_Task statement_. Render every line of the entries below as a Markdown table with two columns, Row and Entry Line, numbering each row and skipping blank lines.

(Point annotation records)
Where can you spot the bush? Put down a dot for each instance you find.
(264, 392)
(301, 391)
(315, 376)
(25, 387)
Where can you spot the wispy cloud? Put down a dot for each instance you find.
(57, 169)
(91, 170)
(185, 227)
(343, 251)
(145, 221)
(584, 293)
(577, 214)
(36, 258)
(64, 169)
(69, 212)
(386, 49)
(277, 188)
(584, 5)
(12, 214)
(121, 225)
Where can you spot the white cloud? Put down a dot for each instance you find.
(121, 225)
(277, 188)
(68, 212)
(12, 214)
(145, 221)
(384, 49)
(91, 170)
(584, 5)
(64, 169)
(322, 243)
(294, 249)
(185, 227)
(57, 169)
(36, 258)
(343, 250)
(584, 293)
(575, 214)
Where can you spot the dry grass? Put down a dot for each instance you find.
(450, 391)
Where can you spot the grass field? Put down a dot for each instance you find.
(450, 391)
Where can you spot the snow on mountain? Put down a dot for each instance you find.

_Output of the task_.
| Row | Entry Line |
|---|---|
| 1 | Where can you spot the bush? Put down a dot for each instance you find. |
| 2 | (264, 392) |
| 3 | (301, 391) |
| 4 | (315, 376) |
| 5 | (25, 387) |
| 6 | Where can you spot the wispy cloud? Put down a dot for each instance you find. |
| 7 | (57, 169) |
| 8 | (91, 170) |
| 9 | (185, 227) |
| 10 | (343, 251) |
| 11 | (145, 221) |
| 12 | (584, 293) |
| 13 | (577, 214) |
| 14 | (36, 258) |
| 15 | (64, 169) |
| 16 | (69, 212) |
| 17 | (386, 49) |
| 18 | (277, 188) |
| 19 | (584, 5) |
| 20 | (12, 214) |
| 21 | (121, 225) |
| 22 | Where can you spot the white cloud? Put down a dot for each instance you find. |
| 23 | (121, 225) |
| 24 | (277, 188) |
| 25 | (68, 212) |
| 26 | (12, 214) |
| 27 | (145, 221) |
| 28 | (384, 49) |
| 29 | (91, 170) |
| 30 | (584, 5) |
| 31 | (64, 169) |
| 32 | (322, 243) |
| 33 | (294, 249) |
| 34 | (185, 227) |
| 35 | (57, 169) |
| 36 | (36, 258) |
| 37 | (343, 250) |
| 38 | (584, 293) |
| 39 | (575, 214) |
| 40 | Where can you spot the dry grass? Put down a dot for each instance you find. |
| 41 | (450, 391) |
| 42 | Where can you spot the grass field? Put down a dot for each instance you find. |
| 43 | (450, 391) |
| 44 | Where can you spot the snow on mountain? Put down a dot for each instance you find. |